### Given task 1
In the potato recipe post, what does the author do with potatoes that have started to sprout?

### Document excerpt
>> begin
Aloo (Potatoes) for Chaat

This is the 4th installment in my 5 part series on the fundamentals of Indian Street/Snack Foods. The first was Dhaniya (Coriander) Chutney, the second was Imli (Tamarind) Chutney, and the third was Dry Kala Chana (Black Chickpeas). Be sure to check those out if you are planning on making any kind of chaat at home =). 

This recipe for Aloo (pronounced Ah-loo, which means Potatoes) is a super simple one, but its worth devoting a post to since it is such a fundamental part in almost every vegetarian Indian Street food. You will find these potatoes being used in anything from Pani Puri (pictured above) to bhel puri to many other things.  Potatoes are really, really important for Indian vegetarians. You will frequently see potatoes being used to provide a lot of weight to vegetarian foods. So this will definitely not be the last time you see me post an Indian recipe with potatoes.

For this particular application, often you will see people only use straight boiled potatoes that have been either chopped or mashed, but I find that to be pretty bland. I like to take my potatoes one step further my lightly sautéing and seasoning. I feel like it really helps the texture and the flavor of the potatoes. My husband grew up in India where street food was easily accessible, not including the fact that in his family there are some very talented cooks, so his exposure to the most authentic versions of foods like this is much higher than mine. With these potatoes I received his seal of approval! At least once every couple of weeks he asks if I can make either bhel or pani puri for him, and these potatoes always play a large role in both of those dishes. 

If you are planning to make any kind of chaat/street food I hope you will give my version a try! Let me walk you through how simple it is to prepare the potatoes this way! =)

You can consider this more of a walk-through of a technique. I just used 3 potatoes so I could show you properly how to make this, but you will need to adjust all the measurements based on how much quantity you need. 

So first we start with our potatoes. I happened to use potatoes that had been sitting in my cabinet for a little while and since they are organic, they do tend to sprout after a couple of weeks. This does not mean they are bad. I just rub off the sprouts. Continue to use the potatoes as I would. I debated retaking all these pictures with “fresh” potatoes, but then where is the honesty in that? I am a home-cook, and I try not to waste. If you have potatoes that have begun to sprout don’t throw them out, they are still good and useable.
>> end
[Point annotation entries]
>> begin
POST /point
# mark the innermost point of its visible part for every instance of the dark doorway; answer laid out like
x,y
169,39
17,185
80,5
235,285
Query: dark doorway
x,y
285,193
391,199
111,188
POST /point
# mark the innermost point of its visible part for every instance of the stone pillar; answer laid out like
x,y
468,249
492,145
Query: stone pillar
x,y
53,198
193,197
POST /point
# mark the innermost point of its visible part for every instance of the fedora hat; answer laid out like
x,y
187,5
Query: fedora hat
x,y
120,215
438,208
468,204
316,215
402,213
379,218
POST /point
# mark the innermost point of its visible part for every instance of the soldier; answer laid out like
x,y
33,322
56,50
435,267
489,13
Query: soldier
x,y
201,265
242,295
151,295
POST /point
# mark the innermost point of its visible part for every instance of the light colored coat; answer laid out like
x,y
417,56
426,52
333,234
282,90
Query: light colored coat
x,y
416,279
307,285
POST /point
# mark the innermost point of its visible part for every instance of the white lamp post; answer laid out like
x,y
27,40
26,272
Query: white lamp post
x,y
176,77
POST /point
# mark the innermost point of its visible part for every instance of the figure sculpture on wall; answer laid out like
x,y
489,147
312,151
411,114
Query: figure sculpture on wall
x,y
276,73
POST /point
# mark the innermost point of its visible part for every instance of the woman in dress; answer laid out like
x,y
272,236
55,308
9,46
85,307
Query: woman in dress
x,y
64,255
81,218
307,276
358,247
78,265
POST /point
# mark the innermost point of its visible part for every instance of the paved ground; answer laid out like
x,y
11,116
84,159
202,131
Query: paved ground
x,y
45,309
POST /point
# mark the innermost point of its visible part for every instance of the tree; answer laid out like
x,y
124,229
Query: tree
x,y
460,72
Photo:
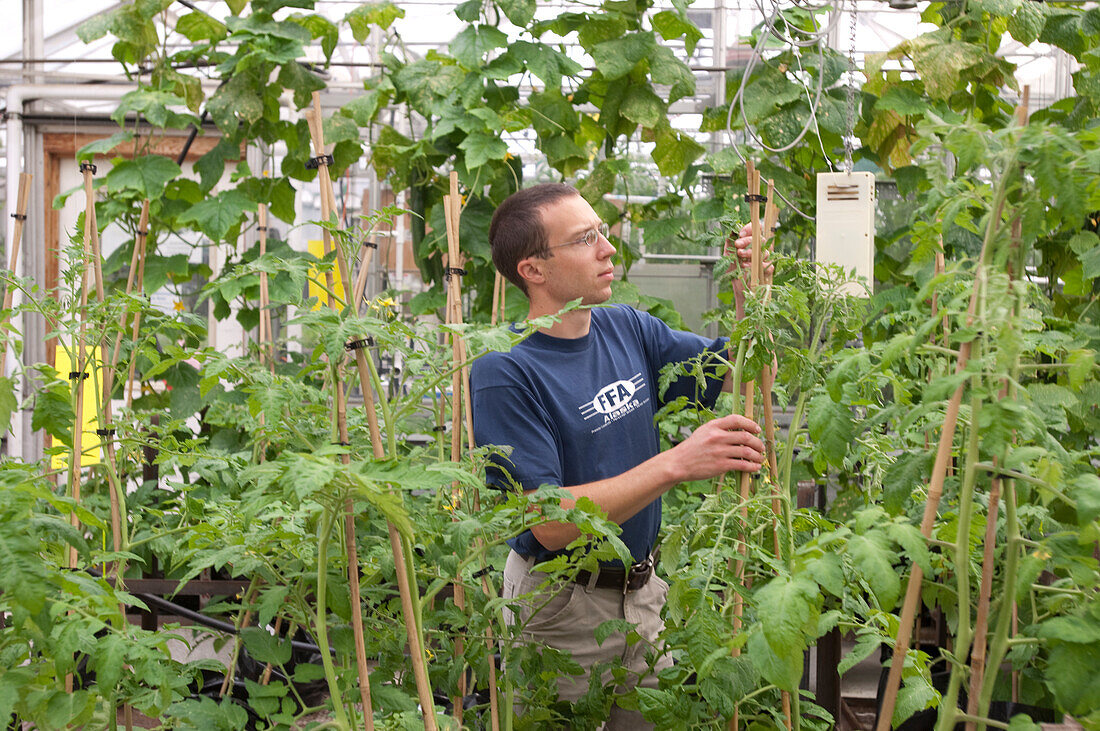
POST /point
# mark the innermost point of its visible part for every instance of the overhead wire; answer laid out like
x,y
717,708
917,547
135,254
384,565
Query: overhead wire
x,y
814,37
>> end
>> begin
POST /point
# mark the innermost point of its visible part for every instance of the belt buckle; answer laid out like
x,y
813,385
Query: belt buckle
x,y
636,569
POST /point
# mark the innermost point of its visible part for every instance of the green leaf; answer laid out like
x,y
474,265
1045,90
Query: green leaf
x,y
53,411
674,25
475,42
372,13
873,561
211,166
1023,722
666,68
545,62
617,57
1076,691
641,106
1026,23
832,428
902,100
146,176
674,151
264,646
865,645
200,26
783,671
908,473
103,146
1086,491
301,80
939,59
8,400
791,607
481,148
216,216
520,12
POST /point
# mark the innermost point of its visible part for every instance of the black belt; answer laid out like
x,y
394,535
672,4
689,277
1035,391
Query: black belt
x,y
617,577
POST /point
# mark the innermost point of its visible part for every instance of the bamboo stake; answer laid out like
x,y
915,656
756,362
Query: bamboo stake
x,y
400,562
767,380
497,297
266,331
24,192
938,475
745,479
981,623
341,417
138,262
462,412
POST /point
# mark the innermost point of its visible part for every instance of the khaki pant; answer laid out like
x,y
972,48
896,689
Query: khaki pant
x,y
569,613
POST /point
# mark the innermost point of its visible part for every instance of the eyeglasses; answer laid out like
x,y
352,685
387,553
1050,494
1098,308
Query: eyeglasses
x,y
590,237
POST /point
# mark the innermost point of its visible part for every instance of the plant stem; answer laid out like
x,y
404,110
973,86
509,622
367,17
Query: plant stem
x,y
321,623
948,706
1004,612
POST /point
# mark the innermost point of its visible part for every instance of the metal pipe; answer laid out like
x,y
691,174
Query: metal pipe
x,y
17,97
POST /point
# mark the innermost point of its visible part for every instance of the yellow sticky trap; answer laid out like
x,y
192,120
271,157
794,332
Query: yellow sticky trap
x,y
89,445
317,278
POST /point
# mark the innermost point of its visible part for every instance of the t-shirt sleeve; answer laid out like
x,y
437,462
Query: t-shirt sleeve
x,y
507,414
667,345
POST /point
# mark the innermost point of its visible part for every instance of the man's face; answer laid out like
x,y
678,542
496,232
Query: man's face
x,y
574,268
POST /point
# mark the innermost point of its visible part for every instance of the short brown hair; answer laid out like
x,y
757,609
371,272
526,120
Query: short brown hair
>> end
### Given task 2
Select each line of the entries that includes the word "bamboo", and copy those lines out.

### Complete answer 1
The author rubs off the sprouts and keeps using the potatoes.

### Complete answer 2
# mark the innermost point of its visible part for every instance of the bamboo stake; answer laid out like
Query: bamboo stake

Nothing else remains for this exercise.